Point labeling items:
- - -
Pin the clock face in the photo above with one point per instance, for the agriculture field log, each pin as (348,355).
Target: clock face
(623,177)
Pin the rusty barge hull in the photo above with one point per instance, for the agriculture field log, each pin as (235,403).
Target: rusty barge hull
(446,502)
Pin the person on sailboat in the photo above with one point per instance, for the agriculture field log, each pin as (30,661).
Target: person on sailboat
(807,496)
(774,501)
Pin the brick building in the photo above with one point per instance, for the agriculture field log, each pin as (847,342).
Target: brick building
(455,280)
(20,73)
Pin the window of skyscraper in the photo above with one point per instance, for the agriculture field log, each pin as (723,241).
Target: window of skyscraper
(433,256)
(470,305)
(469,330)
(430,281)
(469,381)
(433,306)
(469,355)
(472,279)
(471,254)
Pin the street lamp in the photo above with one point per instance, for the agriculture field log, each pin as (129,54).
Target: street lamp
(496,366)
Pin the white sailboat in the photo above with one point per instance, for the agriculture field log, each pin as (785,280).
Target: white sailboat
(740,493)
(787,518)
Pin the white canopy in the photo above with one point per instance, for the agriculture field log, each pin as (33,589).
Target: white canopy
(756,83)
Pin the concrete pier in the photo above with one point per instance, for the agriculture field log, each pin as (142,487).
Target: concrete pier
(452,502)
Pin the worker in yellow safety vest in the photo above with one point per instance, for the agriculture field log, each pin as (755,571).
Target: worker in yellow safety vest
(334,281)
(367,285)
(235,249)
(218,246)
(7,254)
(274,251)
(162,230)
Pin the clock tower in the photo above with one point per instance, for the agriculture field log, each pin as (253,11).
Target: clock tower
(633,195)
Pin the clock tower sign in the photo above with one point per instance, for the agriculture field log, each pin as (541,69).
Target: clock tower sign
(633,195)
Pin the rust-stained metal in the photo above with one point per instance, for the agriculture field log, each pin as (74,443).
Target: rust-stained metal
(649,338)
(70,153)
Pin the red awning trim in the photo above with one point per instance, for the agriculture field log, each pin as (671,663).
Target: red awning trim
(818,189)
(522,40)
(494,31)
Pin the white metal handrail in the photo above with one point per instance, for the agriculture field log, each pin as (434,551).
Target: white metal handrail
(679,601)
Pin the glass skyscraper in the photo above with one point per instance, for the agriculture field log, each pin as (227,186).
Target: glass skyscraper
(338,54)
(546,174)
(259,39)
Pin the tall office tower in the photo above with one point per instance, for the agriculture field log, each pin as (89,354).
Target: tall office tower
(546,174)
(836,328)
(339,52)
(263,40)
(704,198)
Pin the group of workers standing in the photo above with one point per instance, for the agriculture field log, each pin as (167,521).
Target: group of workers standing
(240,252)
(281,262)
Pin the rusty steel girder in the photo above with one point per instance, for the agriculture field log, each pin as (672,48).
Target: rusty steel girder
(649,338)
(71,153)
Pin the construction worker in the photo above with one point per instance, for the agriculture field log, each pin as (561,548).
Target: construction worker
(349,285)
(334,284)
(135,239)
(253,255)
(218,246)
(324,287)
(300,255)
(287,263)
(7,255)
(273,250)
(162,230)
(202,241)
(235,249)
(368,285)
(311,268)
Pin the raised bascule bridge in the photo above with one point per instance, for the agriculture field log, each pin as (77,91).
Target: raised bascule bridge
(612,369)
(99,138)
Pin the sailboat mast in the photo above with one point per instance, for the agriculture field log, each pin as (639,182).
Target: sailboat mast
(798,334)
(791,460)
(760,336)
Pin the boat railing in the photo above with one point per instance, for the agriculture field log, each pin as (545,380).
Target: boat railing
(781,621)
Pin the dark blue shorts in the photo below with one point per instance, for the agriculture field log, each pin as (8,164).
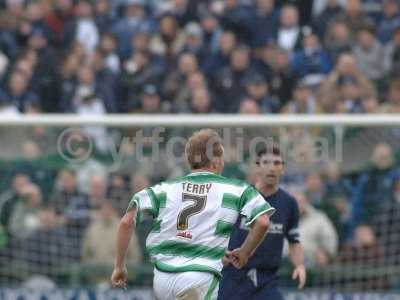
- - -
Aim of the task >> Convert every line of the items into a Markdown table with the columns "Row" and "Line," numbering each row and skipping blank lines. Leave the pictures out of the table.

Output below >>
| Row | Line |
|---|---|
| 1 | Pin the clock face in the photo above with one point per instance, for the agriculture field log, each pin as (348,355). |
| 2 | Target: clock face |
| 3 | (623,177) |
| 4 | Pin the rusty barge hull in the photo above with one point per instance, for the agriculture field log, each pin as (235,403). |
| 5 | Target: rusty barge hull |
| 6 | (446,502) |
| 7 | Pin the person on sailboat in the photo above with one point per instance, for the agriculture field log, each pin as (30,661). |
| 8 | Target: person on sailboat |
| 9 | (807,496) |
| 10 | (774,501) |
| 11 | Pin the brick building in the photo above with one point per instance, for the agriculture field log, each pin as (847,342). |
| 12 | Target: brick building |
| 13 | (455,280) |
| 14 | (20,73) |
| 15 | Pin the window of skyscraper in the photo above with one point per instance, for the agriculture field log, each pin as (723,241). |
| 16 | Target: window of skyscraper |
| 17 | (433,256) |
| 18 | (470,305) |
| 19 | (469,330) |
| 20 | (430,281) |
| 21 | (469,381) |
| 22 | (433,306) |
| 23 | (469,355) |
| 24 | (472,279) |
| 25 | (471,254) |
| 26 | Pin the street lamp in the photo above with one point per instance, for the agriculture field log, each pin as (129,54). |
| 27 | Target: street lamp |
| 28 | (496,366) |
| 29 | Pin the white sailboat in the photo above with one point per instance, for the agriculture field log, each pin as (785,280). |
| 30 | Target: white sailboat |
| 31 | (740,493) |
| 32 | (787,518) |
| 33 | Pin the white canopy in the photo above with one point per instance, for the agriculture field log, each pin as (33,589). |
| 34 | Target: white canopy |
| 35 | (756,83) |
| 36 | Pin the concrete pier in the photo above with one point per instance, for the agriculture field log, each pin as (142,487). |
| 37 | Target: concrete pier |
| 38 | (452,502) |
| 39 | Pin the worker in yellow safety vest in the photo above with one point per instance, for the agriculture field log, each pin as (755,571). |
| 40 | Target: worker in yellow safety vest |
| 41 | (334,281) |
| 42 | (367,285) |
| 43 | (235,249) |
| 44 | (218,246) |
| 45 | (7,254) |
| 46 | (274,251) |
| 47 | (162,230) |
| 48 | Pin the clock tower in the photo above with one point per instance, for the agriculture field log, each pin as (253,11). |
| 49 | Target: clock tower |
| 50 | (633,195) |
| 51 | Pin the clock tower sign in the photo above with one point per instance, for the agriculture field log, each pin as (541,69). |
| 52 | Target: clock tower sign |
| 53 | (633,195) |
| 54 | Pin the rust-stained metal in the photo above with one point per instance, for the agriculture field log, each pin as (74,443). |
| 55 | Target: rust-stained metal |
| 56 | (649,338) |
| 57 | (70,153) |
| 58 | Pin the red awning trim in the photo above with one point per instance, for the agriculture field log, each pin as (671,663). |
| 59 | Target: red awning trim |
| 60 | (818,189) |
| 61 | (522,40) |
| 62 | (494,31) |
| 63 | Pin the white metal handrail in the photo above with one point per instance, for the agriculture field log, each pin as (434,551). |
| 64 | Target: white metal handrail |
| 65 | (679,601) |
| 66 | Pin the glass skyscraper in the photo above with one point per instance, for the agriculture field log, each pin as (227,186). |
| 67 | Target: glass skyscraper |
| 68 | (338,54) |
| 69 | (546,174) |
| 70 | (259,39) |
| 71 | Pin the tall office tower in the photo above with one point per instance, for the agriculture field log, each pin as (89,354). |
| 72 | Target: tall office tower |
| 73 | (546,174) |
| 74 | (836,328) |
| 75 | (339,52) |
| 76 | (263,40) |
| 77 | (704,198) |
| 78 | Pin the group of workers standing in the photo above with one point per instance, for the agriculture field log, each pin as (167,521). |
| 79 | Target: group of workers standing |
| 80 | (240,252) |
| 81 | (281,262) |
| 82 | Pin the rusty steel girder in the photo above with one point per instance, for the agriculture field log, each pin as (672,48). |
| 83 | Target: rusty steel girder |
| 84 | (649,338) |
| 85 | (71,153) |
| 86 | Pin the construction worker in the photo above with one point per instance, for the agriculture field log, each pin as (561,548). |
| 87 | Target: construction worker |
| 88 | (349,285) |
| 89 | (334,284) |
| 90 | (135,239) |
| 91 | (253,255) |
| 92 | (218,246) |
| 93 | (324,287) |
| 94 | (300,255) |
| 95 | (287,263) |
| 96 | (7,255) |
| 97 | (273,250) |
| 98 | (162,230) |
| 99 | (202,241) |
| 100 | (235,249) |
| 101 | (368,285) |
| 102 | (311,268) |
| 103 | Pin the raised bascule bridge in the photo above with one point per instance, for the agriculture field log, each pin as (77,91). |
| 104 | Target: raised bascule bridge |
| 105 | (612,369) |
| 106 | (99,138) |
| 107 | Pin the sailboat mast in the photo above with one point per instance, for the agriculture field log, each pin as (639,182). |
| 108 | Target: sailboat mast |
| 109 | (798,334) |
| 110 | (791,460) |
| 111 | (760,336) |
| 112 | Pin the boat railing in the photo above with one point per instance, for the agriculture field log, each pin as (545,380). |
| 113 | Target: boat railing |
| 114 | (781,621) |
| 115 | Pin the dark blue shorts in the photo below with one point per instance, for the agriculture field log, each pin as (8,164). |